* [EXCERPTED RECORDS]

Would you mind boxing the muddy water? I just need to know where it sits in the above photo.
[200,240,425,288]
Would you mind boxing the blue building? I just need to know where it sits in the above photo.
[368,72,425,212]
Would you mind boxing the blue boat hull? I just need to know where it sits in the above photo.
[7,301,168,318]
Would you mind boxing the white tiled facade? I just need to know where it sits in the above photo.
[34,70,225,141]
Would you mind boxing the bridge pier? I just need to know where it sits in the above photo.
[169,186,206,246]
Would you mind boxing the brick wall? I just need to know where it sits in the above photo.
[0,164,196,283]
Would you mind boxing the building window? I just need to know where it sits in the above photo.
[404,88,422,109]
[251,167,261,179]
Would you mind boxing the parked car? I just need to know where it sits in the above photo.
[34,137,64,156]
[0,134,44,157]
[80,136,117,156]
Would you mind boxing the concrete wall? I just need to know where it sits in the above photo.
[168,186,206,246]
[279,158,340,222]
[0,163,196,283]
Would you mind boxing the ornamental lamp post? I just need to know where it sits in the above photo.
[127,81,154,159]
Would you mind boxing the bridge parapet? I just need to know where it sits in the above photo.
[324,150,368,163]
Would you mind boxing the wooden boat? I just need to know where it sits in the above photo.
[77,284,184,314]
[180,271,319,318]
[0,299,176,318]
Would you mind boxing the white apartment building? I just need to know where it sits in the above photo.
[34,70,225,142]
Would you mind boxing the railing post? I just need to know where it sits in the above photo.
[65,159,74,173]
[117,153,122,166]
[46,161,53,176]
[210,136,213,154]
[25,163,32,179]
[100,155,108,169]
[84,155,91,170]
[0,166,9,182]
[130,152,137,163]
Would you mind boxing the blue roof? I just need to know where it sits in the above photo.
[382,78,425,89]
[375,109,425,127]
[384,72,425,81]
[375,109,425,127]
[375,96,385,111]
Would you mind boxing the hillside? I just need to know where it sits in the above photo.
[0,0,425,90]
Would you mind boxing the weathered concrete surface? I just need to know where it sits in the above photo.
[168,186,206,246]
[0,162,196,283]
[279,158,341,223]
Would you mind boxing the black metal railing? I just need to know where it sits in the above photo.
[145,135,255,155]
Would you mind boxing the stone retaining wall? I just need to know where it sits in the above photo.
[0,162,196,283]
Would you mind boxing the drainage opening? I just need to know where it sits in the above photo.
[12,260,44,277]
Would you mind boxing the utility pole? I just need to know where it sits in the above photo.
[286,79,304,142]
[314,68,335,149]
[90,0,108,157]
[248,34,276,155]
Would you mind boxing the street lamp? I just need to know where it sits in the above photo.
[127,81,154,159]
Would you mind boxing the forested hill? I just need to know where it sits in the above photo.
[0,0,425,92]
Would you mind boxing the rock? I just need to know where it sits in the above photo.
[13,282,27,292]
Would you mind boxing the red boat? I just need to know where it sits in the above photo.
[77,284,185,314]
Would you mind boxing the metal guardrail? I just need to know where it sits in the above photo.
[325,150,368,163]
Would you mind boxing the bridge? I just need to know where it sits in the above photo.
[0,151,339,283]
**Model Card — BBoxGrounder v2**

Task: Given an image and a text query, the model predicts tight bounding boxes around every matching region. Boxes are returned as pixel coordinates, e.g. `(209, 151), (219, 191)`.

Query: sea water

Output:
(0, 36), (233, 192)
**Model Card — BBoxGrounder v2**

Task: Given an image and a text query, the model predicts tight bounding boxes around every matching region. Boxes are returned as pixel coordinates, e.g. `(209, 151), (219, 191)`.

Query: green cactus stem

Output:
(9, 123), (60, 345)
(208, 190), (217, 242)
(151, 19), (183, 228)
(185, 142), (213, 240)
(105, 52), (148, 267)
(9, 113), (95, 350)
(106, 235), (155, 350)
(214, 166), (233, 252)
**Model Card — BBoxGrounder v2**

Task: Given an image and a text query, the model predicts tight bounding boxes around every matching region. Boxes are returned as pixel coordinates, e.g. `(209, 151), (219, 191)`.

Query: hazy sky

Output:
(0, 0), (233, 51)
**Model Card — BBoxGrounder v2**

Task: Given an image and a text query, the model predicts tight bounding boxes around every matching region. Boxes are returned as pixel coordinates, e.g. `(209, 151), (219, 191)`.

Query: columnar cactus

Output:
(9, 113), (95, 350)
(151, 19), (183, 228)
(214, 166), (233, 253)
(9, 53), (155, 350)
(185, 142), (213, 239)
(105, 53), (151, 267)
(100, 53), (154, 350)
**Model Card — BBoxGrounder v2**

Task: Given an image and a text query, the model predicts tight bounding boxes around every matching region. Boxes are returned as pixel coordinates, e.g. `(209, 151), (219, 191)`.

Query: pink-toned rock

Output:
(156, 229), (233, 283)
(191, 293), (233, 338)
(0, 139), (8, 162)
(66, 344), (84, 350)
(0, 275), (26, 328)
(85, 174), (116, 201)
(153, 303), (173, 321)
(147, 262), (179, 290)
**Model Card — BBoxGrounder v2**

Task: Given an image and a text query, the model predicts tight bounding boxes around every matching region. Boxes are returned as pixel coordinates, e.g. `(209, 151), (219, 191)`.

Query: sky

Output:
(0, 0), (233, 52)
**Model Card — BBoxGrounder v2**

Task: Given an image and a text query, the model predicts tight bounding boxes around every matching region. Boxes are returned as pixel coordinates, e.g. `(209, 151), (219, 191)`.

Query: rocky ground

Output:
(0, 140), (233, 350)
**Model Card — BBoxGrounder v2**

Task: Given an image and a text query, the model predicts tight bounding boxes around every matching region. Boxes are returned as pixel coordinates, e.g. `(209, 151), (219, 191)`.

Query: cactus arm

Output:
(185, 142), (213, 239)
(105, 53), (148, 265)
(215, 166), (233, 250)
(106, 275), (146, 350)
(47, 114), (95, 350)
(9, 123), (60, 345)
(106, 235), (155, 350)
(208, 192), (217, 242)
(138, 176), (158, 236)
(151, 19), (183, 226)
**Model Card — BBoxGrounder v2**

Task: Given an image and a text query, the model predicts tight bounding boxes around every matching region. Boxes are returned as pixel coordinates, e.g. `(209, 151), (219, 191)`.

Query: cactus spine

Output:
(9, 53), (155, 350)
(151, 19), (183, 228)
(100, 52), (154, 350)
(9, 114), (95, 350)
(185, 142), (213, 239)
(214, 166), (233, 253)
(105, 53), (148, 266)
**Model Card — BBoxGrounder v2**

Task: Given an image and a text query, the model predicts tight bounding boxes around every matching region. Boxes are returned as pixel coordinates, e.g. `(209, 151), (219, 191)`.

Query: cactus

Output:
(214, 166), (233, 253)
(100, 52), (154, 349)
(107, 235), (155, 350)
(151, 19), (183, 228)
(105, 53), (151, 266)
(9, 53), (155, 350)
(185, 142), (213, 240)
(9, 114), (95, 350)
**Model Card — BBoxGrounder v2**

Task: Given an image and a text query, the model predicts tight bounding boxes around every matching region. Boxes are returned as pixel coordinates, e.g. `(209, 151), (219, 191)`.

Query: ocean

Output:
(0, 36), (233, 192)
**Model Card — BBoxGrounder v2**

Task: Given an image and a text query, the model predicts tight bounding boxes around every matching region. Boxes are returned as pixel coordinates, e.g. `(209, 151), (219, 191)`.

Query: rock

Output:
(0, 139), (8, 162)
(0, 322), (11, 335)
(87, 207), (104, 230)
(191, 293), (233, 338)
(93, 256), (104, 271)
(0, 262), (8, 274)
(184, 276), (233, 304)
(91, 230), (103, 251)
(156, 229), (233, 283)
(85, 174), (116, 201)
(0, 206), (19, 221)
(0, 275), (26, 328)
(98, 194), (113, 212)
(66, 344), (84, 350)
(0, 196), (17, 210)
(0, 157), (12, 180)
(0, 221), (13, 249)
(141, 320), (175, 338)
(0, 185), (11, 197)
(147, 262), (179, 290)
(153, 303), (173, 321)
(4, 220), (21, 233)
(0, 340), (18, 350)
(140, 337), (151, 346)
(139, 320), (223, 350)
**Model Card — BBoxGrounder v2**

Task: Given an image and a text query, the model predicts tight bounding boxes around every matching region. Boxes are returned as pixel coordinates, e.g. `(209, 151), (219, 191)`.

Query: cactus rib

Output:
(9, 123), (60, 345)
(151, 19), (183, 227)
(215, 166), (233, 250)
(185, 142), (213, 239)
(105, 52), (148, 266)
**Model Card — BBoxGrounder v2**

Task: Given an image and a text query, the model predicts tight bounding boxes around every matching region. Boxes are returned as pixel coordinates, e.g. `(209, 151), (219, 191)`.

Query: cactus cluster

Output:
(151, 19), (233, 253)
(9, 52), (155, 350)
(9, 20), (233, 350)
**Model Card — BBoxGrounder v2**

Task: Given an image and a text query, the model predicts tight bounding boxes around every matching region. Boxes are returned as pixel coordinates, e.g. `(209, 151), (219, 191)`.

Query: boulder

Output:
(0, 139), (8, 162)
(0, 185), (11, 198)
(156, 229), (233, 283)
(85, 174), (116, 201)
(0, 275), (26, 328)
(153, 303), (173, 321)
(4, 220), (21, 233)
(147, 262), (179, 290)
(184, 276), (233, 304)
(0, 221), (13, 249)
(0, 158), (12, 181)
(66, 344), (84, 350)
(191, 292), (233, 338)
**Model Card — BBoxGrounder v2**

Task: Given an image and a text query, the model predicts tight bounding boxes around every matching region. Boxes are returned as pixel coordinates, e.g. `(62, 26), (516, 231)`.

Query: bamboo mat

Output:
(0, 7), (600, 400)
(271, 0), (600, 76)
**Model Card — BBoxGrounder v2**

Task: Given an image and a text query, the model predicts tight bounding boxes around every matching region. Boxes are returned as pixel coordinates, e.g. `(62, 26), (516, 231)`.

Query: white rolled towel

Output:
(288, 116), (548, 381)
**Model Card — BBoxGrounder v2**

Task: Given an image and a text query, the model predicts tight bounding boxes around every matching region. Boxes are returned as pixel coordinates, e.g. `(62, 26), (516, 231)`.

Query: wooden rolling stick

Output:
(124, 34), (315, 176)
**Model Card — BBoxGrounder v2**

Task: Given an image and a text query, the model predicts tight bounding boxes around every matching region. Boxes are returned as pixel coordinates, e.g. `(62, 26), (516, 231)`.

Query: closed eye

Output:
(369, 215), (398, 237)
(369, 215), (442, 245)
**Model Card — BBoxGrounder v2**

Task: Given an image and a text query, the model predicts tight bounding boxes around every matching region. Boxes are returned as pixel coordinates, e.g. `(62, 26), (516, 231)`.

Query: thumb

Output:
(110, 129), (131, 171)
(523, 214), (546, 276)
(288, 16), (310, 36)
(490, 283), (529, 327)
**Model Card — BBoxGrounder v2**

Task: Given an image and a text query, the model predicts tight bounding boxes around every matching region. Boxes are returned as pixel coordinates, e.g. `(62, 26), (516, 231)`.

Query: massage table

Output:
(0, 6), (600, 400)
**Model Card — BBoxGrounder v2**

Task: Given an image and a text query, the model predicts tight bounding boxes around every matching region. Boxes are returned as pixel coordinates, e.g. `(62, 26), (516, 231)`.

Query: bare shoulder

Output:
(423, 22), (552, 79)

* [SHORT TASK]
Can you copy the listing above verbatim, beginning with its first line and stopping after the line that contains "[0,0,425,90]", and include nothing past that point?

* [CORRECT OUTPUT]
Would you mind boxing the muddy water? I just need to know where it sits in the above photo.
[200,240,425,288]
Would you mind boxing the blue building? I just need to know where it sits in the above photo.
[368,72,425,212]
Would you mind boxing the blue boat hull? I just need to know where it sits in the above photo.
[7,301,168,318]
Would you mind boxing the white tiled facade? I just need to know where it sits in the above photo.
[34,70,225,141]
Would you mind boxing the bridge pier? I just need to know where it sits in the above photo.
[169,186,206,246]
Would you mind boxing the brick wall? I just need to know where it sits in the above photo.
[0,164,196,283]
Would you mind boxing the building window? I just need to know where it sits in the above photo.
[404,88,422,109]
[251,167,261,179]
Would you mind boxing the parked car? I just need to know where it sits in the above photo.
[34,137,64,156]
[0,134,44,157]
[80,136,117,156]
Would you mind boxing the concrete wall? I just need to know where it sits in the above photo.
[168,186,206,246]
[279,158,340,222]
[0,163,196,283]
Would you mind boxing the ornamental lamp post? I just need to know where it sits in the above photo.
[127,81,154,159]
Would you mind boxing the bridge parapet? I just need to know where it sits in the above photo.
[324,150,368,163]
Would you mind boxing the wooden boat? I just need to know where it sits in the above photo.
[77,284,184,314]
[180,271,319,318]
[0,299,176,318]
Would you mind boxing the white apartment building? I just need to know where it sits in the above photo.
[34,70,225,142]
Would you mind boxing the railing post? I just need to know where it sits in the above photo.
[65,159,74,173]
[117,153,122,166]
[46,161,53,176]
[210,136,213,154]
[25,163,32,179]
[100,155,108,169]
[84,155,91,170]
[0,166,9,182]
[130,152,137,163]
Would you mind boxing the blue roof? I just need to know where it sits in the above photo.
[382,78,425,89]
[375,109,425,127]
[384,72,425,81]
[375,109,425,127]
[375,96,385,111]
Would you mind boxing the hillside? I just need to know where it sits in the above photo.
[0,0,425,90]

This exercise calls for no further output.